Copy out the data from the line containing "Thank you for sharing the picture. Please indicate the floor" through the last line of the data, reproducing each line word for word.

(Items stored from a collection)

****************

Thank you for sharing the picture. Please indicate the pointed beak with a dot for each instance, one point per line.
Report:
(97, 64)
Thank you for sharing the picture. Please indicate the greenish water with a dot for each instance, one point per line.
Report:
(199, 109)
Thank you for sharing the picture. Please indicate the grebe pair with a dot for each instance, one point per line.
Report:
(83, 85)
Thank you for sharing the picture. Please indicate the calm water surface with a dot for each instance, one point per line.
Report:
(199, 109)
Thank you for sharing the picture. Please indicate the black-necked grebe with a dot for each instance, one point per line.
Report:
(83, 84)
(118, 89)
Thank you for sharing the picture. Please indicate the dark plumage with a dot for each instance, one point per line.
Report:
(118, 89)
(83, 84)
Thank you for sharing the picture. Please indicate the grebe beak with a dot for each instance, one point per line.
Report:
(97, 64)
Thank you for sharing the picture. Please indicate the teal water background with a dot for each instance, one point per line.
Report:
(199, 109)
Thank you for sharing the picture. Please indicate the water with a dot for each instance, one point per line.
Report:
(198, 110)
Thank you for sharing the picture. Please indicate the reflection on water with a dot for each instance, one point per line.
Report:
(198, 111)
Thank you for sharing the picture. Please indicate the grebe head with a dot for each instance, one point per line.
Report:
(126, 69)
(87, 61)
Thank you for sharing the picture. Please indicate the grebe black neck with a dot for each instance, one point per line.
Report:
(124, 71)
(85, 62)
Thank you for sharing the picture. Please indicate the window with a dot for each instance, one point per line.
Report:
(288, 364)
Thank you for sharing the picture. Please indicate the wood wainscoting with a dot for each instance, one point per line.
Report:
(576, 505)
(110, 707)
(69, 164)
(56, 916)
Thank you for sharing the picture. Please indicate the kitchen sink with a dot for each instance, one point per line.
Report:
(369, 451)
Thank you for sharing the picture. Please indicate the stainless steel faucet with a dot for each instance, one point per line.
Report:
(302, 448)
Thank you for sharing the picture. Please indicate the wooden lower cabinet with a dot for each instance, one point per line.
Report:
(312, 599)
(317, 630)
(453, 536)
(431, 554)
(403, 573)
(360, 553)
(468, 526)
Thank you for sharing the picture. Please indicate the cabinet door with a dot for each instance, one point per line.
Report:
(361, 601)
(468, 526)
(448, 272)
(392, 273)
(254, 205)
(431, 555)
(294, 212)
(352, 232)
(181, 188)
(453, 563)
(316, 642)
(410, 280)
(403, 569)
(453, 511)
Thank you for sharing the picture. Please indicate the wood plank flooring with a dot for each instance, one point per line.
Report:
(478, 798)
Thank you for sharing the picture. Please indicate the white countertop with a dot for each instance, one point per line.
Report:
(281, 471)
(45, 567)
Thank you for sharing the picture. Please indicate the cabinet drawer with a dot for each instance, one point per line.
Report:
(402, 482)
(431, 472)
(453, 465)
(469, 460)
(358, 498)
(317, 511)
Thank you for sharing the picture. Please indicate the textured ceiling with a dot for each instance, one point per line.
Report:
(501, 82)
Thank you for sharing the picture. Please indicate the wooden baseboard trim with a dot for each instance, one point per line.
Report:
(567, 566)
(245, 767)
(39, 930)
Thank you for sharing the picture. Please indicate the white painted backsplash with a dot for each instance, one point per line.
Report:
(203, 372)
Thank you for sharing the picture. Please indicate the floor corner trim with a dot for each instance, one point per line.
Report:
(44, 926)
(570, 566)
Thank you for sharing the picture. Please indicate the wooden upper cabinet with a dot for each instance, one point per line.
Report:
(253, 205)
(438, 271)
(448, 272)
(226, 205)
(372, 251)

****************

• Answer to the exercise:
Thank you for sharing the picture. Please indicate the floor corner trim with a dot for each instance, one point per line.
Report:
(44, 926)
(570, 566)
Thank you for sharing the picture. Please indicate the wooden upper cabinet with a dot for each instance, one point per line.
Report:
(253, 205)
(438, 271)
(448, 272)
(226, 205)
(372, 251)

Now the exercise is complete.